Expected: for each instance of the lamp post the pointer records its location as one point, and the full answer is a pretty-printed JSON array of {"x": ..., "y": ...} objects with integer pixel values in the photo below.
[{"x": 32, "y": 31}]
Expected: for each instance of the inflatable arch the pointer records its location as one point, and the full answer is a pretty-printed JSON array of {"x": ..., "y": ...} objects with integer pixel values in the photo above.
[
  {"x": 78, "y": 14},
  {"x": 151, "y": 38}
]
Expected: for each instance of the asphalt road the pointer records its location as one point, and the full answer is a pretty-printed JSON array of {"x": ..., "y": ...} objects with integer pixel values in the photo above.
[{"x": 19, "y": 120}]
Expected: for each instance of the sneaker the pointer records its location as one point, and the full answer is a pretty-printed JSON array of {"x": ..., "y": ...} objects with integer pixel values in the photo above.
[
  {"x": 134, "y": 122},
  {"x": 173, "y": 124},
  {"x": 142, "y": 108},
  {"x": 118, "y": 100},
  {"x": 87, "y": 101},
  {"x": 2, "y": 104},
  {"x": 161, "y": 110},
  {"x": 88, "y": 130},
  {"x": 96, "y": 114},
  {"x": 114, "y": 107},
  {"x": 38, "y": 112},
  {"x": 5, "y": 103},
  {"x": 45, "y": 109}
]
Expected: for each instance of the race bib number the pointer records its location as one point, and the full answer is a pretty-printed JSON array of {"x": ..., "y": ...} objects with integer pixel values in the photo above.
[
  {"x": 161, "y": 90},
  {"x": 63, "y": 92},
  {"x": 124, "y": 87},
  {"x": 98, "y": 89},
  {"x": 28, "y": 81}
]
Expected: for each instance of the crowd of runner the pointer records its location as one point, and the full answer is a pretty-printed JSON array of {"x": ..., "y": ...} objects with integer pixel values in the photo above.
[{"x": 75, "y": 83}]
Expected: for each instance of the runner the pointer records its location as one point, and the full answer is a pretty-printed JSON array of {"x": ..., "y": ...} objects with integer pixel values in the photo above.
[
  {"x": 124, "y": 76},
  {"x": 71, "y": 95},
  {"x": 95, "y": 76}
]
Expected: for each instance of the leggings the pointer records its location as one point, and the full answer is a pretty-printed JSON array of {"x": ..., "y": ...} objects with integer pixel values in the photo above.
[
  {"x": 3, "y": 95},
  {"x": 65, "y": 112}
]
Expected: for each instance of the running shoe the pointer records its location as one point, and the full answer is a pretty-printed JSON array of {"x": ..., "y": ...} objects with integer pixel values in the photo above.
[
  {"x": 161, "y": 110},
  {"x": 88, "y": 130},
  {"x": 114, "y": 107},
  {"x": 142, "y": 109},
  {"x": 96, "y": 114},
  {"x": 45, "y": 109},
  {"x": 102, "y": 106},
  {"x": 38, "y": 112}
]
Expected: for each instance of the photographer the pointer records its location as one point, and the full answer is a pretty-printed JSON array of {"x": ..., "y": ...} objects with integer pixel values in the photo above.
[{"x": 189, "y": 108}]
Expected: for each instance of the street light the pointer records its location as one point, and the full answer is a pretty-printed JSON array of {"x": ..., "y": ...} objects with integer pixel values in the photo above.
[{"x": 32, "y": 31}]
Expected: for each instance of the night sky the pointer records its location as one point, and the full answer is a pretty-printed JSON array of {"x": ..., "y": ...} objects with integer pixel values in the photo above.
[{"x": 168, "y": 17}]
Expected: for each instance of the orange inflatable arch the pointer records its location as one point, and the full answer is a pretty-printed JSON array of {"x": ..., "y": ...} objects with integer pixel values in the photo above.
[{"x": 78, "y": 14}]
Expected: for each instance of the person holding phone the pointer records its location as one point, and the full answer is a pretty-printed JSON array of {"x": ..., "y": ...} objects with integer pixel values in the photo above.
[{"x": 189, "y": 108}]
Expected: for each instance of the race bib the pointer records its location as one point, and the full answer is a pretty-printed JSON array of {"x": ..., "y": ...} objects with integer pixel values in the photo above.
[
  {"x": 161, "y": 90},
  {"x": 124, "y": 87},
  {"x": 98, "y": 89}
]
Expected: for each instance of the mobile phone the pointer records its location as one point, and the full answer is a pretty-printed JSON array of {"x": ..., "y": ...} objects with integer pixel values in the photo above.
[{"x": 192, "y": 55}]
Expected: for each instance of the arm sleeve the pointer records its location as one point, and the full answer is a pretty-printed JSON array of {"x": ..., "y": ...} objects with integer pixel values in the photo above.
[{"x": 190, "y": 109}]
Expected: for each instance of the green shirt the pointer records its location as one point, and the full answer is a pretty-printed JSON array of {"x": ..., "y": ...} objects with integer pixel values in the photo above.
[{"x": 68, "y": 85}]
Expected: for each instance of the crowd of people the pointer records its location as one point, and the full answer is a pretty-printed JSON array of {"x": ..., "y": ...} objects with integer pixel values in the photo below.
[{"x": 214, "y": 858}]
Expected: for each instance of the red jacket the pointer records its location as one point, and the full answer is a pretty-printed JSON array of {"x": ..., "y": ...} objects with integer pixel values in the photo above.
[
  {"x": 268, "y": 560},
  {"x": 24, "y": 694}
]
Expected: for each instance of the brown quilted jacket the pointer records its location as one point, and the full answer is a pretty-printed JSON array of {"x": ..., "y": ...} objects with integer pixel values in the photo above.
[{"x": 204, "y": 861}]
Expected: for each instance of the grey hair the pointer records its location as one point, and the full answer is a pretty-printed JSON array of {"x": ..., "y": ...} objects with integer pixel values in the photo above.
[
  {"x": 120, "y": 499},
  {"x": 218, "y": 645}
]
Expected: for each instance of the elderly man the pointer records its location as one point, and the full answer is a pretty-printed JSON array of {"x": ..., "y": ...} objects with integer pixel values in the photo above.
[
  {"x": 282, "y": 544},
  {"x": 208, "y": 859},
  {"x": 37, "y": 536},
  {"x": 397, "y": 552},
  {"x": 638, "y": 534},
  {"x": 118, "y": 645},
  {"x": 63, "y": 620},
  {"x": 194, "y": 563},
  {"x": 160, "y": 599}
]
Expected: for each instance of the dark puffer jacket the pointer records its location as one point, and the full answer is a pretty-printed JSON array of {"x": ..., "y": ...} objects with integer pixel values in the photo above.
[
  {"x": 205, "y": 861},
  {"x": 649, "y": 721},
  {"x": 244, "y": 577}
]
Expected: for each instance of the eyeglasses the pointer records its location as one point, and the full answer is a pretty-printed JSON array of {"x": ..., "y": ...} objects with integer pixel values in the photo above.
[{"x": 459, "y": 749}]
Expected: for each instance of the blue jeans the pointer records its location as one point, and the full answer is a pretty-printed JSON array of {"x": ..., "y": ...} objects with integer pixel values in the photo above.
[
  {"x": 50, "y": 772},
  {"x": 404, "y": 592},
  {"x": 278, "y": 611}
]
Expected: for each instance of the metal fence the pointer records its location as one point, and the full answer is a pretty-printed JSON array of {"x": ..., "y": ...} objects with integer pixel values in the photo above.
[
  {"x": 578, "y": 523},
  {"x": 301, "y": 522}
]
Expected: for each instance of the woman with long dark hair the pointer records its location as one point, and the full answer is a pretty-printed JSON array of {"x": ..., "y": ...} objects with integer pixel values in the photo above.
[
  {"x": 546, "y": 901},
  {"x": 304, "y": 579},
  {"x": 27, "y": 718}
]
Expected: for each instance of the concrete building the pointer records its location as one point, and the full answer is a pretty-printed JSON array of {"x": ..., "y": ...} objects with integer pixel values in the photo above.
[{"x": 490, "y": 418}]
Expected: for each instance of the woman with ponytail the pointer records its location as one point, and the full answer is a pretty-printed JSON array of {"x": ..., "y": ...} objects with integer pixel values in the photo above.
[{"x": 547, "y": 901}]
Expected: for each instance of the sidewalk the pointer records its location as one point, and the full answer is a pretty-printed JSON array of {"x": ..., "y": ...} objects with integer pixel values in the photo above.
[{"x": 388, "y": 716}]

|---|

- [YOUR ASSIGNMENT]: Copy the whole listing once more, exactly.

- [RESPONSE]:
Expected: for each instance of the lamp post the pointer records its location as one point, and the full answer is a pretty-printed JSON array of {"x": ..., "y": ...} objects with integer pixel values in the photo below.
[{"x": 32, "y": 31}]
Expected: for each instance of the inflatable arch the pointer records its location as one point, and the full answer is a pretty-printed JSON array of {"x": ..., "y": ...} objects with integer pixel values in the photo above.
[
  {"x": 78, "y": 14},
  {"x": 151, "y": 38}
]
Expected: for each instance of the asphalt road the pointer records its location as one point, and the full answer is a pretty-printed JSON array of {"x": ..., "y": ...} objects with integer pixel values in the photo above.
[{"x": 19, "y": 120}]
Expected: for each instance of the sneaker the pointer records its location as one point, and the full answer is a pretty-printed JSON array of {"x": ..., "y": ...} objects with integer pixel values in the photo above.
[
  {"x": 134, "y": 122},
  {"x": 173, "y": 124},
  {"x": 142, "y": 108},
  {"x": 118, "y": 100},
  {"x": 87, "y": 101},
  {"x": 2, "y": 104},
  {"x": 161, "y": 110},
  {"x": 88, "y": 130},
  {"x": 96, "y": 114},
  {"x": 114, "y": 107},
  {"x": 38, "y": 112},
  {"x": 5, "y": 103},
  {"x": 45, "y": 109}
]
Expected: for each instance of the race bib number the pointer records its location as one point, and the full answer is a pretty-printed JSON array of {"x": ..., "y": ...} objects with integer pixel values in the photo above.
[
  {"x": 161, "y": 90},
  {"x": 63, "y": 92},
  {"x": 124, "y": 87},
  {"x": 98, "y": 89},
  {"x": 28, "y": 81}
]
Expected: for each instance of the crowd of runner the pointer records its location as one point, and the full answer is a pretty-printed JSON array of {"x": ..., "y": ...} objects with integer pixel values in the photo above.
[{"x": 75, "y": 83}]
Expected: for each instance of the runner the pointer records its location as one point, and the full answer is a pretty-printed JSON array of {"x": ..., "y": ...} objects with integer pixel values in the photo above.
[
  {"x": 124, "y": 76},
  {"x": 71, "y": 95},
  {"x": 95, "y": 76}
]
Expected: for each instance of the leggings the pointer records its location as one point, and the full answer is a pretty-printed JSON array of {"x": ..., "y": ...} objects with integer pixel values in the photo above.
[
  {"x": 3, "y": 95},
  {"x": 65, "y": 112}
]
Expected: for each instance of the running shoe the pointer records its location as one point, and the full answer is a pretty-printed JSON array of {"x": ..., "y": ...} objects with integer pixel values in the photo above.
[
  {"x": 161, "y": 110},
  {"x": 88, "y": 130},
  {"x": 114, "y": 107},
  {"x": 142, "y": 109},
  {"x": 96, "y": 114},
  {"x": 45, "y": 109},
  {"x": 102, "y": 106},
  {"x": 38, "y": 112}
]
Expected: for each instance of the photographer the pointer records its location as one point, and the full answer is a pretty-printed JSON array of {"x": ..., "y": ...} objects with integer pixel values in the photo above.
[{"x": 189, "y": 108}]
Expected: for each instance of the street light the pointer records its location as one point, and the full answer is a pretty-printed JSON array of {"x": ..., "y": ...} objects with integer pixel values in the photo above.
[{"x": 32, "y": 31}]
Expected: for each instance of the night sky the pointer records its location as one point, and the full answer is a pretty-printed JSON array of {"x": ..., "y": ...} objects with integer pixel values in the photo above.
[{"x": 168, "y": 17}]
Expected: for each instance of the orange inflatable arch the pointer records its location as one point, and the full answer is a pretty-printed JSON array of {"x": ..., "y": ...} objects with integer pixel values in the photo above.
[{"x": 78, "y": 14}]
Expected: for each instance of the person holding phone the pointer records its location as one point, and the full answer is a pretty-printed JSON array of {"x": ..., "y": ...} objects with integer pixel values in the photo above.
[{"x": 189, "y": 108}]
Expected: for each instance of the race bib the pointer records its location as one point, and the full answer is a pretty-printed JSON array of {"x": ..., "y": ...} objects with integer pixel values in the photo above.
[
  {"x": 161, "y": 90},
  {"x": 124, "y": 87},
  {"x": 98, "y": 89}
]
Expected: for each instance of the mobile phone the pointer records its location as one point, and the full answer is a pretty-printed JSON array of {"x": ..., "y": ...} objects with integer pixel values in the photo above.
[{"x": 192, "y": 55}]
Expected: for each instance of the arm sleeve the pointer records its location as one point, and the full answer is a pretty-printed JSON array of {"x": ..., "y": ...} objects with integer pixel values in the photo above.
[{"x": 190, "y": 109}]
Expected: for each instance of the green shirt the pointer records its location as one point, and the full answer is a pretty-printed JSON array of {"x": ..., "y": ...} objects with integer pixel values in the photo above.
[{"x": 68, "y": 85}]
Expected: for each instance of the crowd of people the pointer records its location as one point, and the full answer is a pretty-printed JSON array of {"x": ..., "y": ...} objects with integer pixel values in the photo below.
[{"x": 214, "y": 858}]
Expected: for each instance of the red jacket the pointer records its location as one point, and the full answer is a pretty-printed JSON array of {"x": ..., "y": ...} objects with integer pixel values in the photo above.
[
  {"x": 268, "y": 560},
  {"x": 24, "y": 694}
]
Expected: for each instance of the brown quilted jacket the pointer records its location as one point, and the full answer is a pretty-printed JSON array of {"x": ..., "y": ...} objects with integer pixel values in the photo above.
[{"x": 204, "y": 861}]
Expected: for each instance of the grey hair the pointer records its location as one point, and the full answer is a pretty-printed JSON array of {"x": ..., "y": ...} objects with integer pixel values in the photo above.
[
  {"x": 120, "y": 499},
  {"x": 218, "y": 645}
]
Expected: for each instance of the elderly man the pointer records its location as one point, and the full answer is a pretty-printed JSON array of {"x": ..., "y": ...} objects with integer pixel values in the photo above.
[
  {"x": 282, "y": 544},
  {"x": 208, "y": 859},
  {"x": 37, "y": 536},
  {"x": 397, "y": 552},
  {"x": 638, "y": 534},
  {"x": 118, "y": 645},
  {"x": 63, "y": 620},
  {"x": 194, "y": 563},
  {"x": 160, "y": 599}
]
Expected: for each instance of the dark puffer jacket the pointer records its location as one point, and the full answer is a pretty-printed JSON array of {"x": ..., "y": ...} objects with integer pixel values in the photo above.
[
  {"x": 205, "y": 861},
  {"x": 649, "y": 721},
  {"x": 244, "y": 577}
]
Expected: for each instance of the eyeglasses the pointer records its location as one point, and the full answer is a pretty-printed JSON array of {"x": ..., "y": ...} objects with integer pixel values in the photo above.
[{"x": 459, "y": 749}]
Expected: for each instance of the blue jeans the pointer records its location as one point, and the full answer is a pretty-printed JSON array of {"x": ..., "y": ...} objects with integer pixel values in the photo above.
[
  {"x": 50, "y": 772},
  {"x": 404, "y": 592},
  {"x": 278, "y": 611}
]
Expected: for each instance of the metal fence the pointer records its location as one point, and the full answer is a pretty-printed JSON array of {"x": ..., "y": ...} objects with integer pixel values in the photo above.
[
  {"x": 578, "y": 523},
  {"x": 301, "y": 522}
]
Expected: for each instance of the woman with long dark hair the pointer records its location as one point, and the full answer is a pretty-printed JSON array of {"x": ..., "y": ...} objects with integer pixel values in the photo above.
[
  {"x": 546, "y": 901},
  {"x": 304, "y": 579},
  {"x": 27, "y": 718}
]
Expected: for each instance of the concrete building the pointer records its location as one point, and the full answer is a pretty-printed JSON array of {"x": ..., "y": ...} objects with integer pixel values in the photo above.
[{"x": 490, "y": 418}]
Expected: for each instance of the woman with ponytail the pointer records its location as one point, and the full answer is a pretty-printed JSON array of {"x": ..., "y": ...} objects with integer pixel values in the photo above.
[{"x": 547, "y": 901}]
Expected: for each instance of the sidewalk the pointer records its location as one point, and the full answer is a pretty-printed JSON array of {"x": ..., "y": ...} objects with integer pixel values in the photo above.
[{"x": 388, "y": 716}]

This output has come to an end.